## Exercise details
The records below must be transcribed precisely and in full.

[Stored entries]

****************************************

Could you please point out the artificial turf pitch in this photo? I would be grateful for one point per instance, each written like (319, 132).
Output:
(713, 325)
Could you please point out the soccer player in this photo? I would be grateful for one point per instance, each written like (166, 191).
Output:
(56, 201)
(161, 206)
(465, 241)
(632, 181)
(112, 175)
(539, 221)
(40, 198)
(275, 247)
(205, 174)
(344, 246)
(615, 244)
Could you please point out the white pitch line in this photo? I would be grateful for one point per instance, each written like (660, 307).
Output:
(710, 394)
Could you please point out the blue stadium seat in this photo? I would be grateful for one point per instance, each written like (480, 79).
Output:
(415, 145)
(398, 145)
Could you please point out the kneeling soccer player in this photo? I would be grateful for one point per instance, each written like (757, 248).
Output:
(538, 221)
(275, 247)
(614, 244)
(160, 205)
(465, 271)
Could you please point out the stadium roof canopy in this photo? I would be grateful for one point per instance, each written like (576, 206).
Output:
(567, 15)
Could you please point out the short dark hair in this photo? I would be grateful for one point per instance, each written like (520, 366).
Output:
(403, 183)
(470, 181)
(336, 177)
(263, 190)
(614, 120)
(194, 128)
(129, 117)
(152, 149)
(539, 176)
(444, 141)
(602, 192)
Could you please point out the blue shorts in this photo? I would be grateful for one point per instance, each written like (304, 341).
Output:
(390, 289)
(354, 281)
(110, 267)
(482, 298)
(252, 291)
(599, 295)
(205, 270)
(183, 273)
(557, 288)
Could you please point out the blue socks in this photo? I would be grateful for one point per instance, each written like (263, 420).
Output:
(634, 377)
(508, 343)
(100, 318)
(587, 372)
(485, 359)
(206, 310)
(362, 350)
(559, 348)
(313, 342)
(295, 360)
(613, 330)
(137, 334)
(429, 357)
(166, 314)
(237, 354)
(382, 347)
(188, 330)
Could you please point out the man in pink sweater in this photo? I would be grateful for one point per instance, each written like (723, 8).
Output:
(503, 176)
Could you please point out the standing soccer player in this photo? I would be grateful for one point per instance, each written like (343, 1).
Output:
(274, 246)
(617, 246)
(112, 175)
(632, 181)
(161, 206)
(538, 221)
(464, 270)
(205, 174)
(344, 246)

****************************************

## Exercise response
Could you please point out the artificial turf pitch in this photo? I would be grateful for one point per instance, each written like (319, 132).
Output:
(713, 325)
Could you please point out the soccer player in this photo? I would be grateful for one point per instance, each written like (166, 191).
Output:
(56, 201)
(161, 206)
(465, 241)
(632, 181)
(112, 175)
(539, 221)
(40, 198)
(275, 247)
(205, 174)
(344, 246)
(615, 244)
Could you please point out the white pitch line in this photo? I would be grateful for one point per instance, each written like (660, 307).
Output:
(710, 394)
Could you please point out the blue stadium seat in this photo? I would be grateful for one point per instance, each written like (480, 79).
Output:
(415, 145)
(398, 145)
Could you please point out the kneeling soccer player in this photo? I would be grateful for one point per instance, each written like (757, 248).
Output:
(538, 221)
(275, 247)
(614, 244)
(160, 205)
(465, 271)
Could you please point out the stadium roof canopy in this photo? I would be grateful for one point per instance, each written like (576, 206).
Output:
(567, 15)
Could you please point out the short dark hair in this photo? I would be grateful for one point per instance, each written like (520, 366).
Output:
(403, 183)
(470, 181)
(336, 177)
(263, 190)
(614, 120)
(194, 128)
(129, 117)
(152, 149)
(539, 176)
(444, 141)
(602, 192)
Could you please point out the blue shorts in this photo? I would be grateful for one point per instance, each written like (304, 341).
Output:
(390, 289)
(354, 281)
(110, 267)
(482, 298)
(252, 291)
(599, 295)
(205, 270)
(183, 273)
(557, 288)
Could you please point out the blue socks in this photo? I would be grateful for one point per instance, each written like (263, 420).
Output:
(634, 377)
(508, 343)
(100, 318)
(587, 372)
(485, 359)
(206, 310)
(362, 350)
(559, 348)
(313, 342)
(295, 360)
(613, 330)
(137, 334)
(429, 357)
(166, 314)
(237, 354)
(382, 347)
(188, 330)
Could you please point out the man in pink sweater in this photo? I would be grateful for one point per instance, each written like (723, 8).
Output:
(503, 176)
Could you please point out the standing soccer player in this photo? I would be grateful for one point per instance, each written like (343, 1).
Output:
(274, 246)
(617, 246)
(112, 175)
(632, 181)
(161, 206)
(538, 221)
(464, 270)
(205, 174)
(344, 246)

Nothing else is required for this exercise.